▶ **Given instruction**
Reproduce the material from the line with "Task: point out the window frame" through the end of the material, swapping "neighboring" for "adjacent" and leaving everything else unchanged. Return only those lines.

▶ **Data extract**
------------

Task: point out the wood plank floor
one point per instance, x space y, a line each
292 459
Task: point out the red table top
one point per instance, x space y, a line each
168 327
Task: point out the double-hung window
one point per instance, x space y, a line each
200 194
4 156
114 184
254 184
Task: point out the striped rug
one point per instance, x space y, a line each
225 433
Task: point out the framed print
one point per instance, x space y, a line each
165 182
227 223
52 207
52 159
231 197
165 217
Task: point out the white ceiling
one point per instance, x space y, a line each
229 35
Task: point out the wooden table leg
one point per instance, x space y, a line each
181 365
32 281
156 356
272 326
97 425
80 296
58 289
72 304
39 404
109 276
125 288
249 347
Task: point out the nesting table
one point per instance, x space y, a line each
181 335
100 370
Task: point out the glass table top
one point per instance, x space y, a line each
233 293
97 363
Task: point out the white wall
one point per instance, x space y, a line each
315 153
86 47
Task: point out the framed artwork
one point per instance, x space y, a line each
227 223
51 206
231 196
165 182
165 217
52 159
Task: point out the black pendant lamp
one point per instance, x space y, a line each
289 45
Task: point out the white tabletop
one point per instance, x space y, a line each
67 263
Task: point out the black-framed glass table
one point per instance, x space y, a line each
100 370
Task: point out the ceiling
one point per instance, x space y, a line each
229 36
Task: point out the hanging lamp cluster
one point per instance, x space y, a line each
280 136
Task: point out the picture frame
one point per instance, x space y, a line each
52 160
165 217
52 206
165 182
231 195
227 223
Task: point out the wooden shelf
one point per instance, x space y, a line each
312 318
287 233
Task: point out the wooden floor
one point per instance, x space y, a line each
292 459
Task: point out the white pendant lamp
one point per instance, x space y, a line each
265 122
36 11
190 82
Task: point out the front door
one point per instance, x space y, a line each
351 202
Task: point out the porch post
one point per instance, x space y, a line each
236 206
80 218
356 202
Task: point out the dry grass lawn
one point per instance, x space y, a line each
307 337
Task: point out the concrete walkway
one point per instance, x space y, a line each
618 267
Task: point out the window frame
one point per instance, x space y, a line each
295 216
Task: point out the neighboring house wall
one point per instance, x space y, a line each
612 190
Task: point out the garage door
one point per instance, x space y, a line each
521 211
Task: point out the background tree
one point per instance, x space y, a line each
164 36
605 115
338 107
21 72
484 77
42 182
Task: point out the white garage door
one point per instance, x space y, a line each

------------

▶ **Exercise solution**
Task: point out the window frame
one point per instance, x space y, a line each
295 216
Task: point out the adjacent house wall
one point per instance, x space y, a line each
612 190
Task: point out the garage door
one point per instance, x space y, a line each
521 211
Task: point out the background tree
one point per instance, x space y, a line each
164 36
605 115
338 107
21 72
484 77
42 182
Task: point out the white garage door
one point per instance, x space y, a line each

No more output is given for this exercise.